Task input:
────
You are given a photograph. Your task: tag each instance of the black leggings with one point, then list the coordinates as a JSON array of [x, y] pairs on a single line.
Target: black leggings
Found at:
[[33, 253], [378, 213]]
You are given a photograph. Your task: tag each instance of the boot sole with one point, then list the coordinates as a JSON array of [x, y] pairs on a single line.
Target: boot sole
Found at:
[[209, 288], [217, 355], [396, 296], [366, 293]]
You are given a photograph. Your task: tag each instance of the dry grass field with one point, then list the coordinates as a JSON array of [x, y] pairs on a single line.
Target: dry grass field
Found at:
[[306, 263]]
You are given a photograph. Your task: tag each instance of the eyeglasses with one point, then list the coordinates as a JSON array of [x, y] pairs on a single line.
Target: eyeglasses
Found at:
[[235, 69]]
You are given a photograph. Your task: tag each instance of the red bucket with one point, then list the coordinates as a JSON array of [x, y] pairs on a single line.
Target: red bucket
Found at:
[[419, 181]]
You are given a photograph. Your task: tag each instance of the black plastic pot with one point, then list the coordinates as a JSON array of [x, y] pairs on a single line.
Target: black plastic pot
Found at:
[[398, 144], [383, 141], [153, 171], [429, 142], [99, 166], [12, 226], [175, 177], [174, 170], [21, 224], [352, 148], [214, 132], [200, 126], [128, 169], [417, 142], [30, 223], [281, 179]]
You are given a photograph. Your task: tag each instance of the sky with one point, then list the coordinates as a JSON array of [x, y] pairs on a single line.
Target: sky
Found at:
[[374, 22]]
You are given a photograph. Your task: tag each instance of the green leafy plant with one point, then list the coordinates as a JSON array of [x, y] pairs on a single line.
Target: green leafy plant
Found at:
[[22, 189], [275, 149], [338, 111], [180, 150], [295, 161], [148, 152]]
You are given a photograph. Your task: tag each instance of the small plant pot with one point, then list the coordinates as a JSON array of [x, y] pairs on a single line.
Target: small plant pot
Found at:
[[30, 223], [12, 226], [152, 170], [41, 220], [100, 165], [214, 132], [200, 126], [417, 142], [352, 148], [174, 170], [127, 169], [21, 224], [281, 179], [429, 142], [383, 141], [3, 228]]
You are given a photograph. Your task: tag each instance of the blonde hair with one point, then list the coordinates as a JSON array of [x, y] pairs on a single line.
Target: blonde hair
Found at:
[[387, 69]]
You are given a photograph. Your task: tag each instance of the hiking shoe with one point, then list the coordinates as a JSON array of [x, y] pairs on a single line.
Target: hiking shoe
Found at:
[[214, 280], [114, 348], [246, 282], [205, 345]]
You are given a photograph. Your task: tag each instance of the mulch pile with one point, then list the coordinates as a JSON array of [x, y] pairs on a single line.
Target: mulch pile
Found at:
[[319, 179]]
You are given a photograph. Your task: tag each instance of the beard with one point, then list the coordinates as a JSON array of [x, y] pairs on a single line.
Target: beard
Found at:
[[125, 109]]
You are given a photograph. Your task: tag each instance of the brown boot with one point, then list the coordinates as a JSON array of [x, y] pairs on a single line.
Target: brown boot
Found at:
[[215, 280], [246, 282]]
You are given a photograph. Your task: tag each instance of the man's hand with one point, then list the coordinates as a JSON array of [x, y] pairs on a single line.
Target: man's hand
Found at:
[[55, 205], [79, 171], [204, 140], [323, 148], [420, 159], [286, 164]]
────
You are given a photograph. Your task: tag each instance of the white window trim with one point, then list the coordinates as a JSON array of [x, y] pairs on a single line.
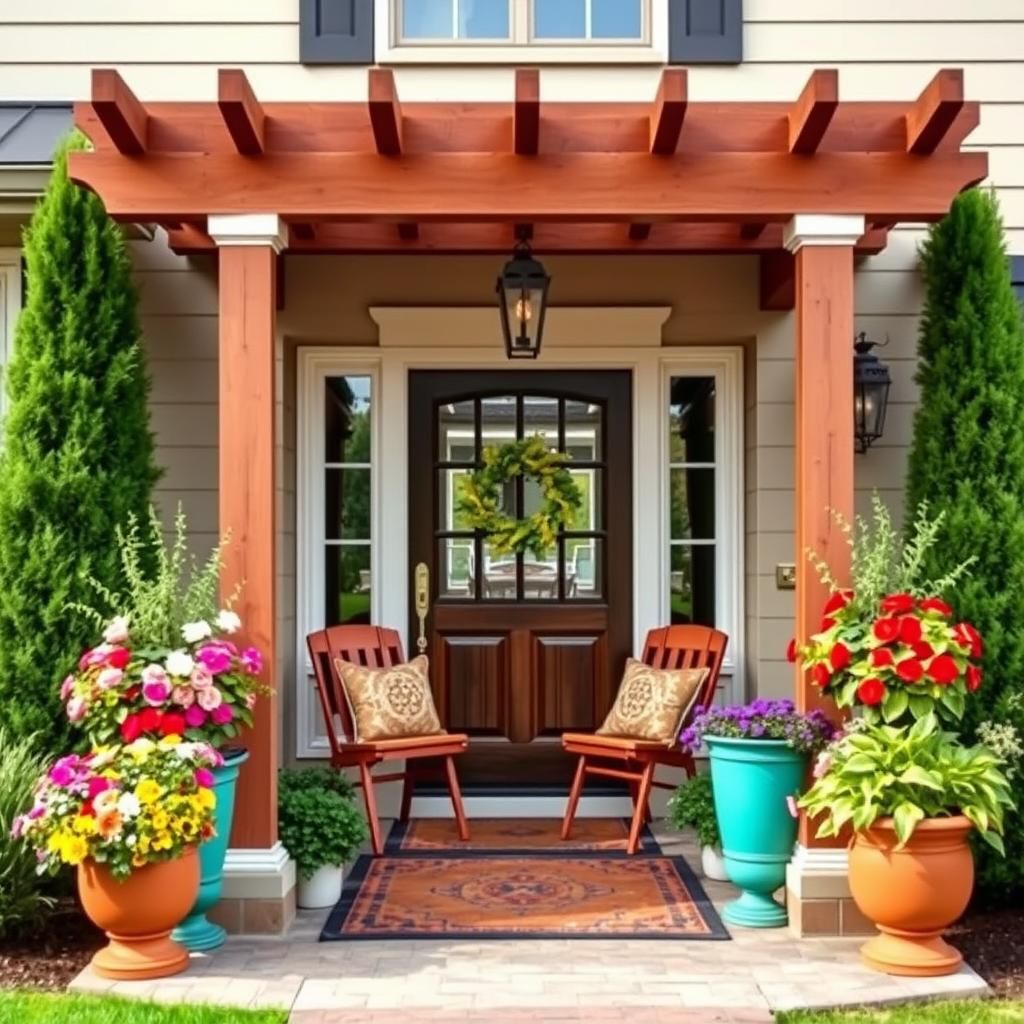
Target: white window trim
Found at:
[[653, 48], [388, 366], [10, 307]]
────
Task objective:
Rewrite the data from the line containing "of the blonde" through the line containing "[[319, 179]]", inclusive, changing "hiking shoe" to "trail shoe" and leaving everything else the same. Give only those lines.

Answer to this exercise:
You are given a photograph. Your task: tag each instance of the blonde hair with one point, then list the coordinates as a JSON array of [x, y] pairs on a single line.
Target: blonde hair
Found at:
[[387, 69]]
You are given a photograph. Your task: tag each instance of the trail shoe with one point, then list the coordinates as a JSON array of [x, y] pairs on a single line.
Target: trail shoe
Found at:
[[214, 280], [114, 348], [246, 282], [205, 345]]
You are given a photograph. Your task: tag each instance of the mulch pile with one point, then list the coordinates as a JSON array of [x, y] pairs on a single line.
Target: mulch pile
Found at:
[[319, 179]]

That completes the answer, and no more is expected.